> [What you have to do]: List every individual house, villa, or workshop that the book review below mentions by name.

> [Page extract]:
------------------------------------------------

The object of this fascinating book is to render visible Roman slaves in the remains of the Campanian cities and villas destroyed in 79 A.D. by the eruption of Mt. Vesuvius. Joshel and Petersen seek to illustrate how slave-owners’ methods of control, and slaves’ resistant responses, can be visualized in the houses, streets, neighborhoods, and workshops of Pompeii, Herculaneum, and nearby villas, convinced that archaeology is a viable source for the history of Roman slavery and that the presence of slaves must be restored to archaeological sites from which scholars have traditionally excluded them. They duly combine inferences from written sources with topographical descriptions and copious illustrations to indicate how owners may have regulated slaves’ movements, and how features of architecture, artistic decoration, and physical setting may have served slaves’ interests in asserting their independence as human agents. Highlights include suggestions that the House of Menander at Pompeii contained places where slaves could linger and disappear from sight as they moved through the house to perform their duties, actively frustrating their owners’ wishes in the process; that the bars and fountain areas of Pompeii provided places for slaves to loiter and socialize with other slaves; that the zebra stripes decorating some of the walls of the so-called Villa A at Oplontis functioned as “choreographed” signs for slaves to follow when moving from one part of the house to another, efficiently but unobtrusively from the perspective of their owners and their owners’ guests; and that in a workshop such as the House of the Baker at Pompeii the complex process of bread production, meticulously described, allowed slaves many occasions to disrupt operations by deliberately slowing the pace of work or taking some of the food produced for themselves. (Here the analogy with Frederick Douglass’s comments on “racing” to which I have drawn attention myself is appositely introduced.) Comparably, the late architectural development of the villa at Settefinestre seems to show a preoccupation with surveillance of rural slaves of a kind prominent in Greco-Roman sources on slave management (CR 63 [2013] 155–56).

------------------------------------------------

> [Dataset entries]:

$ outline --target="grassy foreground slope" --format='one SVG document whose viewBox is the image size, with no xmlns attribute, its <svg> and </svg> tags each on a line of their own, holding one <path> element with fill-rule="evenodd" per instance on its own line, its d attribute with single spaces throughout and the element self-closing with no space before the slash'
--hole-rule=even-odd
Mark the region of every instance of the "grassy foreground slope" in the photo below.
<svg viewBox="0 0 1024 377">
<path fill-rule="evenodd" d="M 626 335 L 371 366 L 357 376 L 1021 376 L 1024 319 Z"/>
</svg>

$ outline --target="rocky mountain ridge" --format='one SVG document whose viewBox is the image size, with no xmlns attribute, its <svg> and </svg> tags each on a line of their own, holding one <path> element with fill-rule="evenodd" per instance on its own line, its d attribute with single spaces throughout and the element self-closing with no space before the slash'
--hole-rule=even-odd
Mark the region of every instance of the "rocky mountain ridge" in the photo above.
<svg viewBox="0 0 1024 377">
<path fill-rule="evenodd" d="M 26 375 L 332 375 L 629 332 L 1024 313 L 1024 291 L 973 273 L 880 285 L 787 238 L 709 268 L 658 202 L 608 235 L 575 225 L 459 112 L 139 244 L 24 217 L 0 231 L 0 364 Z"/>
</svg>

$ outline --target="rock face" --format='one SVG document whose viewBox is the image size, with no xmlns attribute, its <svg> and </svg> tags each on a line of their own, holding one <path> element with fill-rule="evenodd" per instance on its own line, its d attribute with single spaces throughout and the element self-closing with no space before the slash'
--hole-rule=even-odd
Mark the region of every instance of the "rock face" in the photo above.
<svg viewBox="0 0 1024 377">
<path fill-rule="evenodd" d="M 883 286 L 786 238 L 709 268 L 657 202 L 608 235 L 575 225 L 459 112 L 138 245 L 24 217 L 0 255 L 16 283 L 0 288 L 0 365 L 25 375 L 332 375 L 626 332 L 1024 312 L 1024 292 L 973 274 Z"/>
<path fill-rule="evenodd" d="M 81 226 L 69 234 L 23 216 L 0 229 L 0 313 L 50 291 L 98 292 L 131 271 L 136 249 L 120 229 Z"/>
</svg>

------------------------------------------------

> [Response to this exercise]:
- House of Menander (Pompeii)
- Villa A at Oplontis
- House of the Baker (Pompeii)
- the villa at Settefinestre